◆ **Information shown**

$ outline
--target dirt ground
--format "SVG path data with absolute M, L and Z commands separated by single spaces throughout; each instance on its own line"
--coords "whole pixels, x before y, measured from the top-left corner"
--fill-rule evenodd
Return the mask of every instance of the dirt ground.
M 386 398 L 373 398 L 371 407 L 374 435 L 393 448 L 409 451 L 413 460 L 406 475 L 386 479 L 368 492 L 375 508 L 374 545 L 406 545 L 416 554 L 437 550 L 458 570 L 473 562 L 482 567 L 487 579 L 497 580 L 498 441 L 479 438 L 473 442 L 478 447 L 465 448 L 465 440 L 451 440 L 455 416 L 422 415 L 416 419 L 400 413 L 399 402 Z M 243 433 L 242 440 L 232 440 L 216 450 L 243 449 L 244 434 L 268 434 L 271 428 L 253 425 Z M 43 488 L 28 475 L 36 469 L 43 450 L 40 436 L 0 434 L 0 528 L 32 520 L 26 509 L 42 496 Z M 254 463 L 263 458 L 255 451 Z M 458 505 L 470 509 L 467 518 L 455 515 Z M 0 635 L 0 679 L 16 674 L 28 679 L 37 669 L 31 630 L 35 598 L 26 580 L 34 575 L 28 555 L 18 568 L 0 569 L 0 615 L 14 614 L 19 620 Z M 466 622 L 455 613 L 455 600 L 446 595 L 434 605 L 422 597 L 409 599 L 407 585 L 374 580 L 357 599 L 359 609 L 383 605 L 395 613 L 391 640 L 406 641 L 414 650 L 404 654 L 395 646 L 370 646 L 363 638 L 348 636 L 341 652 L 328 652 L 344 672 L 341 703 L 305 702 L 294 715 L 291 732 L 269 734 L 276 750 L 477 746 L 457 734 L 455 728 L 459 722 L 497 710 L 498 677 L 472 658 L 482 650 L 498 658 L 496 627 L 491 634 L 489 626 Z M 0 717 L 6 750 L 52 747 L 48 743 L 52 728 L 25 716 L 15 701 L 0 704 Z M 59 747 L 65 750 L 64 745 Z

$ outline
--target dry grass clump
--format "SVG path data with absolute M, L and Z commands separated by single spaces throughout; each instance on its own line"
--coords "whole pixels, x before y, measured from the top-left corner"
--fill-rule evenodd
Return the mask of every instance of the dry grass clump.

◆ **Instructions for the task**
Can you reproduce the entries above with every "instance" changed to "region" and nothing else altered?

◆ **Completed task**
$ outline
--target dirt ground
--format "SVG path data with absolute M, L and Z commands separated by single spaces throughout; each region on its own line"
--coords "whole pixels, x before y, measured from the top-left corner"
--fill-rule evenodd
Return the mask of every region of the dirt ground.
M 386 398 L 373 398 L 371 407 L 374 435 L 393 448 L 409 451 L 413 460 L 406 475 L 386 479 L 368 492 L 375 508 L 374 545 L 406 545 L 416 554 L 437 550 L 458 570 L 473 562 L 482 567 L 487 579 L 497 580 L 498 441 L 479 438 L 473 442 L 478 447 L 465 448 L 465 440 L 451 440 L 455 416 L 422 415 L 416 419 L 400 413 L 399 402 Z M 243 433 L 242 440 L 232 440 L 216 450 L 243 449 L 244 434 L 268 434 L 271 428 L 253 425 Z M 43 488 L 28 475 L 36 469 L 43 450 L 40 436 L 0 434 L 0 528 L 32 520 L 26 509 L 42 496 Z M 254 463 L 263 458 L 255 451 Z M 458 505 L 470 509 L 467 518 L 455 515 Z M 0 635 L 0 679 L 16 674 L 28 679 L 37 669 L 31 630 L 35 598 L 26 580 L 34 575 L 28 555 L 18 568 L 0 569 L 0 615 L 14 614 L 19 620 Z M 466 622 L 455 613 L 455 600 L 446 595 L 434 605 L 422 597 L 409 599 L 407 585 L 374 580 L 357 599 L 359 609 L 383 605 L 395 613 L 391 640 L 406 641 L 414 650 L 404 654 L 395 646 L 370 646 L 363 638 L 348 636 L 341 652 L 328 652 L 344 672 L 341 703 L 305 702 L 294 715 L 291 732 L 269 734 L 276 750 L 477 746 L 457 734 L 455 728 L 459 722 L 497 710 L 498 677 L 472 658 L 482 650 L 498 658 L 496 627 L 491 634 L 489 626 Z M 0 717 L 6 750 L 52 747 L 48 743 L 52 728 L 25 716 L 15 701 L 0 704 Z M 59 747 L 65 750 L 64 745 Z

$ outline
--target dry grass clump
--format "SVG path data with absolute M, L and Z commands separated by single spaces throughout; each region on its own line"
--coords "whole pixels, x before y, measured from the top-left corner"
--fill-rule evenodd
Return the mask of every region of the dry grass clump.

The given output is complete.